Page ::
Elle racontait avoir passé une partie de son enfance en Irlande où elle portait le voile par « défi » dans une école où les moeurs occidentales ne pouvaient accepter un tel déni ostentatoire de la féminité et une telle insulte aux codes culturels et civilisationnels du pays qui l’accueillait. C’est à son retour en Egypte que la jeune fille réalisa la supercherie dans laquelle elle s’est elle-même engouffrée et qu’elle décida d’ôter ce marqueur de honte, cet empêcheur d’émancipation. « A l’université, certaines camarades me disaient: c’est le début de la débauche. D’autres tentaient de me raisonner ».
Peu à peu, le voile perd du terrain puisque le ministre de la Santé égyptien l’a interdit à l’hôpital pour des questions d’hygiène et que le ministre de l’Enseignement supérieur a fait de même pour des raisons de sécurité, même si la justice persiste à donner raison aux plaignantes.
L’an dernier, le grand imam d’Al-Azhar lui-même a déclaré le port du hijab comme une « tradition contraire à l’esprit de l’islam », sauf que l’esprit infériorisant les femmes fait bel et bien partie du coran, et ça, ce n’est pas encore près de changer.

Problème ::
Recopiez mot pour mot le passage du texte sur le voile, de « Peu à peu, le » à « raison aux plaignantes. ».

Lignes ::
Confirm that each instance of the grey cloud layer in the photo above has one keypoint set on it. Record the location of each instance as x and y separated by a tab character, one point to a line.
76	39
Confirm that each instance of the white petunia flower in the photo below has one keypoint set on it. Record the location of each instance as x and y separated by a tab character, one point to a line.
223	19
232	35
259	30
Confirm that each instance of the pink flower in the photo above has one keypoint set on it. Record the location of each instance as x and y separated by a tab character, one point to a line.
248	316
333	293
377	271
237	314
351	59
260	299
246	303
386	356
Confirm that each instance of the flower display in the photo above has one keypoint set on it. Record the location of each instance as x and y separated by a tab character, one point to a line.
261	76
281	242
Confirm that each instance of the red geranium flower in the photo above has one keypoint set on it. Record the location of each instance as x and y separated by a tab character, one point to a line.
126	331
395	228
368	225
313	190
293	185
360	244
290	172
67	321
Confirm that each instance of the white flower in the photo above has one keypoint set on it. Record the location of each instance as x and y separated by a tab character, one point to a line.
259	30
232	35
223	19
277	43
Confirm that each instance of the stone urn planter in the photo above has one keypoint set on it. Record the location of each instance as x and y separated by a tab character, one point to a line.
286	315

Réponse écrite ::
Peu à peu, le voile perd du terrain puisque le ministre de la Santé égyptien l’a interdit à l’hôpital pour des questions d’hygiène et que le ministre de l’Enseignement supérieur a fait de même pour des raisons de sécurité, même si la justice persiste à donner raison aux plaignantes.